Excerpts from a dataset on pointing at objects -
::::

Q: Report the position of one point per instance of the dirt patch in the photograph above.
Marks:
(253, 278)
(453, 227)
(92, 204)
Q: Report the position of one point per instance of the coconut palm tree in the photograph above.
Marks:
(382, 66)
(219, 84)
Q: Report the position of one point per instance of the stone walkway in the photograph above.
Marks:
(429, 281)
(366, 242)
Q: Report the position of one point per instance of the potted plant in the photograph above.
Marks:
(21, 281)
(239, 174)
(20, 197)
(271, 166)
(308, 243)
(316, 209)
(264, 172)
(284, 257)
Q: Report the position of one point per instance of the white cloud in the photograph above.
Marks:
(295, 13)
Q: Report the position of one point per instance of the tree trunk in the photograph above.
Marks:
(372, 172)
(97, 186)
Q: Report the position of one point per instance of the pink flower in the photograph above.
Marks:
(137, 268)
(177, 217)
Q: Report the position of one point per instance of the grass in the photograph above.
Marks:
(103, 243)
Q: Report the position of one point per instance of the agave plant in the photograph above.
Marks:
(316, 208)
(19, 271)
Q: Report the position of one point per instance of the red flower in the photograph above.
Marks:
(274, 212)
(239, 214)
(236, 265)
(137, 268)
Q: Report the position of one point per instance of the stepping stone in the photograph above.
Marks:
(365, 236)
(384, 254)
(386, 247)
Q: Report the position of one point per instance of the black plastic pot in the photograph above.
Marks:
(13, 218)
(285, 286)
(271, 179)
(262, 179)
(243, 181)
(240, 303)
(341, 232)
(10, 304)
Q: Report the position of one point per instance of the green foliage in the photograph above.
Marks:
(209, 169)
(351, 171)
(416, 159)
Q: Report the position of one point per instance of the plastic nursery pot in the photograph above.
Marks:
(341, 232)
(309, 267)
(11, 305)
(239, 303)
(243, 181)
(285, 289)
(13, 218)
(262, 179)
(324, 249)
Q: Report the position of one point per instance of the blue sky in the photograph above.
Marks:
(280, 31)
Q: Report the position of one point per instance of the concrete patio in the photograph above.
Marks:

::::

Task to complete -
Format the data above as a JSON list of strings, one string for each line and no entries for blank lines.

The output -
[
  "Q: Report the position of one point per instance of the dirt patch in the photograph above.",
  "Marks:",
  "(253, 278)",
  "(453, 227)",
  "(92, 204)",
  "Q: Report the position of one point per instance of the coconut palm tree in the photograph above.",
  "Marks:",
  "(382, 66)",
  "(219, 84)",
  "Q: Report the position of one point per instance of the stone walkway in the photograph above.",
  "Marks:",
  "(429, 281)",
  "(366, 242)",
  "Q: Report the position of one point per instance of the potted plant in the photograph above.",
  "Marks:",
  "(21, 281)",
  "(239, 174)",
  "(20, 197)",
  "(271, 166)",
  "(308, 243)",
  "(316, 209)",
  "(264, 172)",
  "(284, 257)",
  "Q: Report the position of one point per instance of the white cloud in the photograph above.",
  "Marks:",
  "(295, 13)",
  "Q: Report the position of one point per instance of the tree trunk in the photograph above.",
  "Marks:",
  "(372, 172)",
  "(97, 186)",
  "Q: Report the position of one point per instance of the pink flower in the photograph above.",
  "Marks:",
  "(137, 268)",
  "(177, 217)",
  "Q: Report the position of one point per instance of the grass in the photograph above.",
  "Marks:",
  "(103, 243)",
  "Q: Report the position of one point per instance of the agave plant in the photograph above.",
  "Marks:",
  "(316, 208)",
  "(19, 271)",
  "Q: Report the position of one point per instance of the red flower in the photograph above.",
  "Marks:",
  "(274, 212)",
  "(239, 214)",
  "(236, 265)",
  "(137, 268)",
  "Q: Report the position of one point per instance of the stepping stone in the photograph above.",
  "Marks:",
  "(365, 236)",
  "(384, 254)",
  "(386, 247)",
  "Q: Report the position of one point per instance of the black plastic pot in the photograph above.",
  "Marks:",
  "(13, 218)",
  "(285, 286)",
  "(271, 179)",
  "(262, 179)",
  "(243, 181)",
  "(240, 303)",
  "(341, 232)",
  "(10, 304)",
  "Q: Report the position of one point per instance of the green foliage in the photograph above.",
  "Marks:",
  "(209, 169)",
  "(351, 171)",
  "(416, 159)",
  "Q: Report the position of one point per instance of the plastic nursery pot in the photograph above.",
  "Marks:",
  "(341, 232)",
  "(309, 267)",
  "(11, 305)",
  "(239, 303)",
  "(243, 181)",
  "(285, 289)",
  "(13, 218)",
  "(262, 179)",
  "(324, 249)",
  "Q: Report the position of one point per instance of the blue sky in the photograph above.",
  "Marks:",
  "(280, 31)",
  "Q: Report the position of one point per instance of the concrete patio in the photograph above.",
  "Marks:"
]